▸ **Entries provided**
[START]
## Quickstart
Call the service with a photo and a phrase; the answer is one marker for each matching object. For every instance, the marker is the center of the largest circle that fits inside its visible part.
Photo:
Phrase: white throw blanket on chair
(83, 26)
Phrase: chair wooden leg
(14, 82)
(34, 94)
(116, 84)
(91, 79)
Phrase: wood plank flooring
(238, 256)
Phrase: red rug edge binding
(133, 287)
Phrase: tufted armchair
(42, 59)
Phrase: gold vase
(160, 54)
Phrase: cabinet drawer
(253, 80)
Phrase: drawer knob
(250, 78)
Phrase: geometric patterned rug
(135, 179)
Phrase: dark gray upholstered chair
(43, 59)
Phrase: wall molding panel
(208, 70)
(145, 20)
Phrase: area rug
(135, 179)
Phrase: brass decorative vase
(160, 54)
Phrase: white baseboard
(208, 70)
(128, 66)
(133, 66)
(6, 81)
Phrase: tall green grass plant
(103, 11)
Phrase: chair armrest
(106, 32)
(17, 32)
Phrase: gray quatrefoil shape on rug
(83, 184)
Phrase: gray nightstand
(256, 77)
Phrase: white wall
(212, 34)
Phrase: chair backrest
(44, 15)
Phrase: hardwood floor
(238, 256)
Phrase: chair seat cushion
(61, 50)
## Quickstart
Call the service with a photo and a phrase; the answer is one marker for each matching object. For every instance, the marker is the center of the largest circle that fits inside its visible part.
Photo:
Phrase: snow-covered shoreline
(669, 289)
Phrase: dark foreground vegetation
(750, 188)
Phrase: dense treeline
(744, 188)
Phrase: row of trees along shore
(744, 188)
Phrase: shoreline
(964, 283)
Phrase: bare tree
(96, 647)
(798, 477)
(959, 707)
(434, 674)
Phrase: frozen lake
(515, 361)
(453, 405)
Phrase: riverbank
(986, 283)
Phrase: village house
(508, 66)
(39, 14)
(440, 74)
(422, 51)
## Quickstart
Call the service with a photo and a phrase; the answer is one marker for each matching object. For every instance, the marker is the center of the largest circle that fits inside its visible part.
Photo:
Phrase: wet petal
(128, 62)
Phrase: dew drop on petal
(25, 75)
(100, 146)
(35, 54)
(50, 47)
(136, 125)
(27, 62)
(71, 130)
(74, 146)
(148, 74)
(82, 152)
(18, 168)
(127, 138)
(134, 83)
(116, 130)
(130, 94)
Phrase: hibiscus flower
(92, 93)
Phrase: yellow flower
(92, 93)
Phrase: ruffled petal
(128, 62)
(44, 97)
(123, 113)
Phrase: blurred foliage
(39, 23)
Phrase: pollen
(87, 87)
[END]
▸ **Written exercise**
Set down all three items above again, line for line and with nothing changed.

▸ **Expected answer**
## Quickstart
Call the service with a photo and a phrase; the answer is one marker for each matching object. For every instance, the marker is the center of the largest circle that fits inside its visible part.
Photo:
Phrase: white throw blanket on chair
(83, 26)
Phrase: chair wooden leg
(14, 82)
(34, 94)
(116, 84)
(91, 79)
Phrase: wood plank flooring
(238, 256)
Phrase: red rug edge binding
(133, 287)
Phrase: tufted armchair
(42, 59)
Phrase: gold vase
(160, 54)
Phrase: cabinet drawer
(253, 80)
Phrase: drawer knob
(250, 78)
Phrase: geometric patterned rug
(135, 179)
Phrase: dark gray upholstered chair
(43, 59)
Phrase: wall molding panel
(208, 70)
(145, 20)
Phrase: area rug
(135, 179)
Phrase: brass decorative vase
(160, 54)
Phrase: white baseboard
(208, 70)
(128, 66)
(133, 66)
(6, 81)
Phrase: tall green grass plant
(103, 11)
Phrase: chair armrest
(106, 32)
(17, 32)
Phrase: gray quatrefoil shape on rug
(83, 184)
Phrase: gray nightstand
(256, 77)
Phrase: white wall
(212, 34)
Phrase: chair backrest
(44, 15)
Phrase: hardwood floor
(238, 256)
Phrase: chair seat cushion
(61, 50)
## Quickstart
Call the service with a photo and a phrase; the answer is one marker for each matching object. For every instance, the marker is the center of the largest circle that fits inside its visible part.
Photo:
Phrase: snow-covered shoreline
(669, 289)
Phrase: dark foreground vegetation
(750, 188)
Phrase: dense treeline
(744, 188)
Phrase: row of trees along shore
(744, 188)
Phrase: shoreline
(964, 283)
Phrase: bare tree
(96, 647)
(798, 477)
(959, 707)
(434, 674)
Phrase: frozen lake
(515, 361)
(453, 405)
Phrase: riverbank
(986, 283)
Phrase: village house
(508, 66)
(39, 14)
(440, 74)
(422, 51)
## Quickstart
Call the service with a photo and a phrase; the answer is one marker for each matching object. For every instance, the marker is the center of the largest circle that fits inside its visible part.
Photo:
Phrase: wet petal
(128, 62)
Phrase: dew drop on petal
(25, 75)
(100, 146)
(35, 54)
(50, 47)
(136, 125)
(27, 62)
(71, 130)
(74, 146)
(148, 74)
(82, 152)
(18, 168)
(127, 138)
(134, 83)
(116, 130)
(130, 94)
Phrase: hibiscus flower
(92, 93)
Phrase: yellow flower
(92, 93)
Phrase: ruffled petal
(128, 62)
(44, 97)
(123, 113)
Phrase: blurred foliage
(39, 23)
Phrase: pollen
(87, 87)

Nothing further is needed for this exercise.